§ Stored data
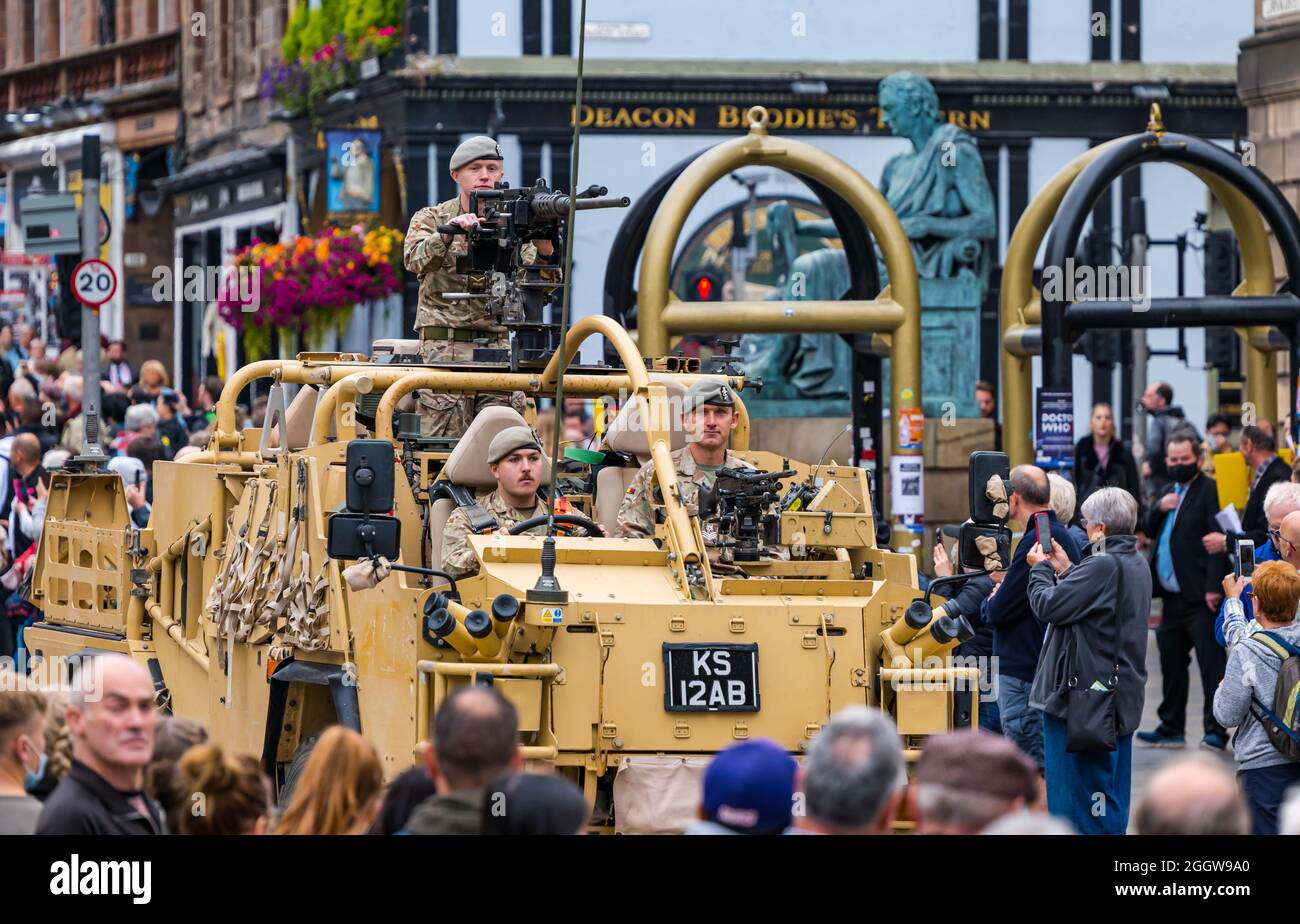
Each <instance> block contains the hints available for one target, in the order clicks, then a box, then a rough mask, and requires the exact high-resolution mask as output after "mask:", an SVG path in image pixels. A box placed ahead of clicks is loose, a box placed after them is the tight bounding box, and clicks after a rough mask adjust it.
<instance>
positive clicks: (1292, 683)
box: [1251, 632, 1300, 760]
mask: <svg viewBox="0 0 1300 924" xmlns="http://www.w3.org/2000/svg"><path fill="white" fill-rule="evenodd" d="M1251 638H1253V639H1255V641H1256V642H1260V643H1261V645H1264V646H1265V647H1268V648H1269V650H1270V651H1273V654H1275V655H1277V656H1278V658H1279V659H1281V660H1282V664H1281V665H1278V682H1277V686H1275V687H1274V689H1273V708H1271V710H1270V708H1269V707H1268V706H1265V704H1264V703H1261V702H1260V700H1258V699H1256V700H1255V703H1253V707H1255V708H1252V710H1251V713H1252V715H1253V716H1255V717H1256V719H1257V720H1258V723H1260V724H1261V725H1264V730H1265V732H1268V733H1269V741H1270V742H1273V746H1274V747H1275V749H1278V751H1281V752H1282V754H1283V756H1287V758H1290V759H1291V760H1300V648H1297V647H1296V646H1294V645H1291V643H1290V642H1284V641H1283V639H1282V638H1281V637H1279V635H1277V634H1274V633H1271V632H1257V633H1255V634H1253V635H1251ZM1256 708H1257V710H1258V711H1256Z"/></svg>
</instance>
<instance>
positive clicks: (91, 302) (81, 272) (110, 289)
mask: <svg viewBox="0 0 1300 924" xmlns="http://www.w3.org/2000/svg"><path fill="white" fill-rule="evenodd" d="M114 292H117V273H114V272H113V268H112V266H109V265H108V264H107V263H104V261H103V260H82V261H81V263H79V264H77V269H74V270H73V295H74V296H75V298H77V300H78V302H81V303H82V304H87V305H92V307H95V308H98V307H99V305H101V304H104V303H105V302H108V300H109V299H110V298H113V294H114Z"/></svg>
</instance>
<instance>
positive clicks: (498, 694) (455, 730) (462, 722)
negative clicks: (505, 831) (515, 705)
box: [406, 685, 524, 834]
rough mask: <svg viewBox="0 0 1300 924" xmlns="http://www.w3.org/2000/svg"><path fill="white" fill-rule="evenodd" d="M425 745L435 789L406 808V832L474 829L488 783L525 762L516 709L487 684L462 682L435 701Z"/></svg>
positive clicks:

§ ACTION ITEM
Render the stored data above as a JSON list of strings, one string per line, skipping any blank lines and leaving out the picture.

§ FINAL ANSWER
[
  "Each <instance> block contains the hints available for one target, in the order clicks, then a box, then a rough mask, and requires the exact high-resolution mask as output after \"mask:\", an SVG path in image pixels. A box placed ahead of clicks is loose, a box placed after them is the tight bounding box, and clicks after a rough mask adjust it.",
  "<instance>",
  "positive clicks: (1292, 683)",
  "box: [1251, 632, 1300, 760]",
  "mask: <svg viewBox=\"0 0 1300 924\" xmlns=\"http://www.w3.org/2000/svg\"><path fill=\"white\" fill-rule=\"evenodd\" d=\"M1251 638H1253V639H1255V641H1256V642H1260V643H1261V645H1264V646H1265V647H1268V648H1269V650H1270V651H1273V654H1275V655H1277V656H1278V658H1279V659H1281V660H1282V664H1281V665H1278V682H1277V686H1275V687H1274V689H1273V708H1271V710H1270V708H1269V707H1268V706H1265V704H1264V703H1261V702H1260V700H1258V699H1256V700H1255V703H1253V707H1255V708H1252V710H1251V713H1252V715H1253V716H1255V717H1256V719H1257V720H1258V723H1260V724H1261V725H1264V730H1265V732H1268V733H1269V741H1270V742H1273V746H1274V747H1275V749H1278V751H1281V752H1282V754H1283V756H1287V758H1290V759H1291V760H1300V648H1297V647H1296V646H1294V645H1291V643H1290V642H1284V641H1283V639H1282V638H1281V637H1279V635H1277V634H1274V633H1271V632H1257V633H1255V634H1253V635H1251ZM1256 708H1257V710H1258V711H1256Z\"/></svg>",
  "</instance>",
  "<instance>",
  "positive clicks: (91, 302) (81, 272) (110, 289)",
  "mask: <svg viewBox=\"0 0 1300 924\" xmlns=\"http://www.w3.org/2000/svg\"><path fill=\"white\" fill-rule=\"evenodd\" d=\"M114 292H117V273H114V272H113V268H112V266H109V265H108V264H107V263H104V261H103V260H82V261H81V263H79V264H77V269H74V270H73V295H74V296H75V298H77V300H78V302H81V303H82V304H87V305H92V307H95V308H98V307H99V305H101V304H104V303H105V302H108V300H109V299H110V298H113V294H114Z\"/></svg>",
  "</instance>",
  "<instance>",
  "positive clicks: (498, 694) (455, 730) (462, 722)",
  "negative clicks: (505, 831) (515, 705)",
  "box: [406, 685, 524, 834]",
  "rough mask: <svg viewBox=\"0 0 1300 924\" xmlns=\"http://www.w3.org/2000/svg\"><path fill=\"white\" fill-rule=\"evenodd\" d=\"M425 745L435 789L406 808V832L474 829L488 783L525 762L516 709L487 684L462 682L435 701Z\"/></svg>",
  "positive clicks:"
]